Task directions:
Copy every one of the entries below verbatim, line for line. Omit the pictures from your copy.

(Photo object pointing entries)
=-=-=-=-=
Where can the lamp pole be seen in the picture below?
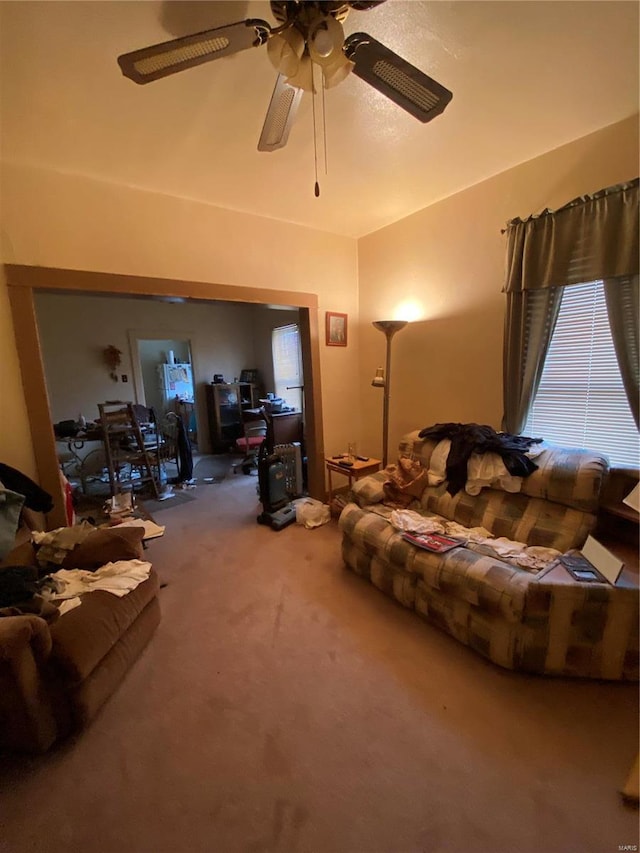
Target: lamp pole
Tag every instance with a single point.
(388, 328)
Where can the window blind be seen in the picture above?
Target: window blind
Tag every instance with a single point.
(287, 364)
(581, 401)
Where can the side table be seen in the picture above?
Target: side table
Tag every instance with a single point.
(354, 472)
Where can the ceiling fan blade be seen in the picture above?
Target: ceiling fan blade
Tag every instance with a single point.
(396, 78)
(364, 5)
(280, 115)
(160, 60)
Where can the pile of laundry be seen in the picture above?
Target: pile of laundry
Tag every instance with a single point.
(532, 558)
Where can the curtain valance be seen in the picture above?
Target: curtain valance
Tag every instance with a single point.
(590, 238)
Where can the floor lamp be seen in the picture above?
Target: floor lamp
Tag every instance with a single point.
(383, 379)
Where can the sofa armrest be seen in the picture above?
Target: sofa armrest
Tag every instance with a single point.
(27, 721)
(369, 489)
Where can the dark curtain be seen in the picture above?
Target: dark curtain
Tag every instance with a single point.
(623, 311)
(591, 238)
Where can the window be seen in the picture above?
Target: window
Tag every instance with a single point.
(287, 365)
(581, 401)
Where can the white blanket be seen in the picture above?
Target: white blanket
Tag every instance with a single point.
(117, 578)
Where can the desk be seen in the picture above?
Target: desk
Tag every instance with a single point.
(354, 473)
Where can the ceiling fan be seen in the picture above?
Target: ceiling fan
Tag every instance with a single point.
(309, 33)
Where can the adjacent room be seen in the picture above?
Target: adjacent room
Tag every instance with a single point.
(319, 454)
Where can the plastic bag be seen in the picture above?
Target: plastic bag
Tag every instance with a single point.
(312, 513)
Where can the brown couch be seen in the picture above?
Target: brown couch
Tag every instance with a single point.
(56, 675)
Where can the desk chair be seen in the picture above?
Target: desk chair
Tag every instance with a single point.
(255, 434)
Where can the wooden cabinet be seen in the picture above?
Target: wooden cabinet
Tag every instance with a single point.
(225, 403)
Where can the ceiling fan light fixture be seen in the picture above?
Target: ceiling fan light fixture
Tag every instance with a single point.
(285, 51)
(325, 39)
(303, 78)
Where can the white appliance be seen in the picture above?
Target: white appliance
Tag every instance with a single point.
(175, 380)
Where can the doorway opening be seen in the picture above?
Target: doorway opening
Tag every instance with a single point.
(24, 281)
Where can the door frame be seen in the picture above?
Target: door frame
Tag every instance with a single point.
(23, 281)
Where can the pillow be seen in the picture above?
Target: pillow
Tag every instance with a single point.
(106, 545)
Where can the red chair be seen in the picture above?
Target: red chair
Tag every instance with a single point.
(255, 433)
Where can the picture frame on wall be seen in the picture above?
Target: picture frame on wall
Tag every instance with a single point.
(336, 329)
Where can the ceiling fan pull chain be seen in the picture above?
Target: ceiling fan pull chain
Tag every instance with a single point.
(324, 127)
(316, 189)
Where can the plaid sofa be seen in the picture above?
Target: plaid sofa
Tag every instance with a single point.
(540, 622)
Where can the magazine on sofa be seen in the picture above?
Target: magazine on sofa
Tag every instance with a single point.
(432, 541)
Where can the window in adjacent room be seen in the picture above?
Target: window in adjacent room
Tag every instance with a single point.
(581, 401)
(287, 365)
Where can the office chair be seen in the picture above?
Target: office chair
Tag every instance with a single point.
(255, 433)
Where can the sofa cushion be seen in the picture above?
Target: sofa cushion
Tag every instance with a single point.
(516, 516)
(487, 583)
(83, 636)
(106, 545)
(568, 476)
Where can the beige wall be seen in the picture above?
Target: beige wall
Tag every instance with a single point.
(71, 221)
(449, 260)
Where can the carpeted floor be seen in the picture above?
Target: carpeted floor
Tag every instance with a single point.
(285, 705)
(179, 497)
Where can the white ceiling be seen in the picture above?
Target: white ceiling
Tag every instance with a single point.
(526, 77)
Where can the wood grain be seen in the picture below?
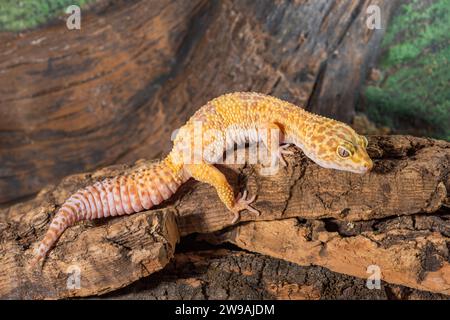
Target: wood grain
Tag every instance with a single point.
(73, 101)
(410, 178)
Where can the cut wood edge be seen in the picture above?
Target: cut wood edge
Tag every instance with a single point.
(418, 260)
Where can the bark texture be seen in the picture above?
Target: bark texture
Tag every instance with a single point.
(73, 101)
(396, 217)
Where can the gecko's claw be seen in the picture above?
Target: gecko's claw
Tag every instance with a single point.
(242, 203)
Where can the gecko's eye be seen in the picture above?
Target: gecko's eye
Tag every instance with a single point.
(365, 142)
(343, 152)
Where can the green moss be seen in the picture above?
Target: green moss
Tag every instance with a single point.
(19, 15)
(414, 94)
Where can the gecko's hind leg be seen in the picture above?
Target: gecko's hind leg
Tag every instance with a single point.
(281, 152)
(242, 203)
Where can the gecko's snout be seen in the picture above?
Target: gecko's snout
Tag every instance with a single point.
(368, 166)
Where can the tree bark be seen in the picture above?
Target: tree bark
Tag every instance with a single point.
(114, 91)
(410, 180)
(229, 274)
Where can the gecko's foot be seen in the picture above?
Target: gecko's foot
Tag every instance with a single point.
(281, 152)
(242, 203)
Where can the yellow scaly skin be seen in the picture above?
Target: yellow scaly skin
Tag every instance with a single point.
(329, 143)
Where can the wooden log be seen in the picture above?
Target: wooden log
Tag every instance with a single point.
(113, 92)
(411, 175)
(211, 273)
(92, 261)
=-=-=-=-=
Response to the exercise:
Where can the lamp pole be seen in the picture below?
Target: lamp pole
Tag every instance with a single point.
(388, 328)
Where can the window blind be seen in the picture above?
Target: window blind
Tag every instance with a single point.
(287, 364)
(581, 401)
Where can the side table be seen in the picture above?
Target: side table
Tag every instance with a single point.
(354, 472)
Where can the ceiling fan blade be seen in the picture above?
Target: ceiling fan blade
Tag every instance with a single point.
(396, 78)
(364, 5)
(280, 115)
(160, 60)
Where can the pile of laundry be seen in the picture above?
Target: pile of laundry
Tag every instance with a single point.
(532, 558)
Where can the curtain valance be seen in the picture above?
Target: curtain valance
Tag every instance with a single point.
(590, 238)
Where can the floor lamp be seen in the picture above?
Target: floor lamp
Tag every instance with a single point.
(383, 379)
Where can the sofa armrest be seen in the picture above?
Target: sofa armrest
Tag every instance with a single point.
(27, 721)
(369, 489)
Where can the dark curtain be seen in the picture above?
Target: dark curtain
Tag every instance with a single point.
(623, 311)
(591, 238)
Where can the window be seen in the picture above?
Target: window
Tag every instance with a single point.
(287, 365)
(581, 401)
Where can the white blanket be seen in the picture above?
Target: white blanket
Tag every instance with a single point.
(117, 578)
Where can the desk be seen in the picture above?
Target: desk
Tag every instance with a single point.
(354, 473)
Where can the ceiling fan be seen in the picture above?
Target: ceiling fan
Tag every instance with a single point.
(309, 33)
Where can the adjacent room be seen in the picture above?
Target: adjacent room
Tag every instance with a single point.
(319, 454)
Where can the plastic bag be seen in the picture above?
Target: plastic bag
Tag every instance with a single point.
(312, 513)
Where can the brown couch be seen in the picture above?
Target: brown couch
Tag every instance with a single point.
(56, 675)
Where can the desk chair be seen in the picture above?
Target: desk chair
Tag every instance with a single point.
(255, 434)
Where can the wooden cabinet be seen in the picture above?
Target: wooden cabinet
Tag every instance with a single point.
(225, 403)
Where can the ceiling fan light fixture be seen in the picture above?
Target: ceiling fan light fixture
Tag every instance with a single point.
(285, 51)
(325, 39)
(303, 78)
Where can the white appliance be seen in the picture above?
Target: white appliance
Tag every instance with a single point.
(175, 380)
Where can the doorway opening be seen in the picture above?
Target: doorway opening
Tag every instance with a single point.
(24, 281)
Where can the door frame be seen in the picture above?
Target: door frame
Tag every instance with a single point.
(23, 281)
Where can the pillow be seen in the picture above?
Target: pillow
Tag every instance with a single point.
(106, 545)
Where can the red chair be seen in the picture above?
Target: red chair
Tag every instance with a single point.
(255, 433)
Where can the picture frame on wall be seen in the picture above?
Target: picture frame on wall
Tag every instance with a single point.
(336, 329)
Where can the ceiling fan pull chain be seen in the picture above?
Target: ceiling fan pull chain
Tag every instance with a single point.
(324, 127)
(316, 189)
Where can the plaid sofa be seen in the picture above?
Target: plaid sofa
Tag every instance with a single point.
(540, 622)
Where can the magazine on sofa be seen in the picture above?
Target: magazine on sofa
Tag every instance with a single point.
(432, 541)
Where can the window in adjacent room be seen in the picture above?
Target: window in adjacent room
Tag every instance with a single point.
(581, 401)
(287, 365)
Where can the office chair be seen in the picture above?
Target: office chair
Tag every instance with a single point.
(255, 433)
Where can the sofa cushion be seen in the picture above?
Target: sofa cushion
Tag every instance with a single point.
(516, 516)
(487, 583)
(83, 636)
(106, 545)
(568, 476)
Where can the beige wall be seen in the picture above?
Target: beige wall
Tag every instance with a single point.
(71, 221)
(449, 260)
Where can the carpeted floor be seen in the picture above?
Target: carpeted floor
Tag every instance with a single point.
(285, 705)
(179, 497)
Where can the white ceiling be seen in the picture above?
Target: white ceiling
Tag every instance with a single point.
(526, 77)
Where can the wood grain be seen in the picture below?
Target: wood grain
Tag every instance with a single point.
(73, 101)
(410, 178)
Where can the cut wood edge be seen in the picture above?
Target: cut wood edge
Tag every instance with a single point.
(418, 260)
Where can the bark texture be seen in the picture above?
Target: bark texture
Tag every instance with a single point.
(73, 101)
(396, 217)
Where can the gecko's claw be seen in the picture above?
Target: gecko's claw
Tag every instance with a single point.
(242, 203)
Where can the gecko's eye be seen in the picture above?
Target: gecko's eye
Tag every instance with a single point.
(365, 142)
(343, 152)
Where can the green moss be seen in the picture above?
Target: green moss
Tag every instance with a single point.
(19, 15)
(414, 94)
Where can the gecko's hind leg be seen in the picture above?
Target: gecko's hind leg
Tag every instance with a single point.
(281, 152)
(242, 203)
Where can the gecko's snout be seen in the picture above?
Target: gecko's snout
Tag every instance with a single point.
(368, 166)
Where can the tree bark be seen in the picture above?
Target: tree bark
Tag every instance with a single point.
(114, 91)
(410, 180)
(229, 274)
Where can the gecko's foot be seen in the picture above?
Target: gecko's foot
Tag every instance with a single point.
(281, 152)
(242, 203)
Where can the yellow scaly skin be seen in the picture above?
Target: yellow scaly skin
Tag every instance with a single point.
(329, 143)
Where can the wooden log be seen in the picture above?
Target: wooden log
Tag every instance with a single point.
(113, 92)
(411, 175)
(211, 273)
(92, 261)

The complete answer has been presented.